### EXCERPT
>>>

We will present below, as an illustration, a forward modeling result based on INTEM3D software package. The model is one of the new generations of 3-D models of the COMMEMI project (Varentsov et al., 2000). It consists of seven conductive blocks (Figure 1). Five of them are adjacent in the y-direction and are elongated in the x-direction, forming a subsurface syncline-like structure. These blocks have the same size of 3 km in the x-direction, while their sizes in the y- and z-directions (from body 1 to body 5) are different and equal to 0.4, 0.6, 0.4, 0.6 and 0.4 km, and 0.4, 0.6, 0.4, 0.6 and 0.4 km respectively. The resistivities of these blocks (from 1 to 5) are 300, 30, 100, 30 and 300 Ohm-m. The background vertical section of the model consists of three layers with resistivities of 1000, 10000 and 10 Ohm-m, and with thickness of the first and the second layers of 1 and 6.5 km respectively. The observation region and periods selected for the comparison, are [-40,40]X [-40,40] km{2} and 0.1, 1, 10 and 100 s. This model combines a high conductivity contrast up to 30,000 with the anomalous structure almost outcropping at the ground surface. This model is quite typical both for mining EM applications and for regional MT studies. It requires a large grid to approximate all the structures with the proper resolution.
We have performed a comparative study of the convergence of different iterative solvers applied to the original and contraction integral equations. The solvers we used for the conventional IE and CIE methods include 1) the Successive Iteration (SI) method, 2) the Conjugate Gradient Normal Equation Residual (CGNR) method, 3) the Biconjugate Gradient (BICG) method, 4) the Biconjugate Gradient Stabilized (BICGSTAB) method, 5) a quasi-minimal residual variant of the BiCGSTAB (QMRCGSTAB), and 6) the Complex Generalized Minimum Residual (CGMRES) algorithms.

<<<

### PROBLEMS TO SOLVE
**A)** Answer these questions using the excerpt on 3-D electromagnetic modeling:
(i) How many conductive blocks make up the model?
(ii) What are the resistivities of the three layers in the background vertical section?
(iii) Which solver is listed sixth for the conventional IE and CIE methods?
**B)** Write the next part of the excerpt on 3-D electromagnetic modeling, picking up after its final sentence.
The entries come from a separate source and are not part of the excerpt on 3-D electromagnetic modeling.

### DATASET ENTRIES
>>>

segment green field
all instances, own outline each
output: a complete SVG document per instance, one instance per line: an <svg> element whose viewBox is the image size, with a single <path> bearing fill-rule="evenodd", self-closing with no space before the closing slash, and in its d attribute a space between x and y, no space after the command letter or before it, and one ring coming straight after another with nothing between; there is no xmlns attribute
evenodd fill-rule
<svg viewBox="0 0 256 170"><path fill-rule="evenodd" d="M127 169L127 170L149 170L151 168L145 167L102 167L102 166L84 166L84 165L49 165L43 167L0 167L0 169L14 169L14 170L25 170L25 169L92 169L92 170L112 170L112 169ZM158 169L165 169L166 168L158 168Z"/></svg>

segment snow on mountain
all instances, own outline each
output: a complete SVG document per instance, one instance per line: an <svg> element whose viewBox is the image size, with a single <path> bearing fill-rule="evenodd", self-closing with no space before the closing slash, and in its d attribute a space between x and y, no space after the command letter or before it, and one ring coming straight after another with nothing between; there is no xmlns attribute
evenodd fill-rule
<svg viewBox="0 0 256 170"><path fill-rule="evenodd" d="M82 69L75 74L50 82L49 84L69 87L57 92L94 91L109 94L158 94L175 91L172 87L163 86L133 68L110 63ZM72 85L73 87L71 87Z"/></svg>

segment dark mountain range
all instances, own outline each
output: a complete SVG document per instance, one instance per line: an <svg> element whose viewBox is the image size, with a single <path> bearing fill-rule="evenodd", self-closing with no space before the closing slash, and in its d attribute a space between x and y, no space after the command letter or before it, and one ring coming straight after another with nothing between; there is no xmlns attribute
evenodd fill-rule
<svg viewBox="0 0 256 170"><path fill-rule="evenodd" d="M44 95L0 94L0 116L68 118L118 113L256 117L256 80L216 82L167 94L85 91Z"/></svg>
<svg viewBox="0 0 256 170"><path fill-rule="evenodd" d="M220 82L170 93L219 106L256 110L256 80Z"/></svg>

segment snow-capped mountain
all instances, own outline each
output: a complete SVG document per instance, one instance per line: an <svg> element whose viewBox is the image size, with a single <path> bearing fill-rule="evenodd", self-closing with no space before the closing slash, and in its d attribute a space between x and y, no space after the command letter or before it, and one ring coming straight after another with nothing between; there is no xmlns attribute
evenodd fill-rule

<<<

### RESPONSES FOR EACH TASK
**A)**
(i) Seven.
(ii) 1000, 10000 and 10 Ohm-m.
(iii) The Complex Generalized Minimum Residual (CGMRES) algorithm.

**B)**
The history of the relative residuals during the iterations is plotted in Figure 2. The upper panel shows the behavior of the relative residual errors of the different iterative solvers applied to the conventional integral equation. The bottom panel presents the same plots obtained for the contraction integral equation (CIE). The convergence rate in the last case is significantly higher than in the case of the conventional integral equation method.
Figure 3 presents the comparison of the x-component of the electric field for a period of 1 s obtained with the different solvers based on the CIE method.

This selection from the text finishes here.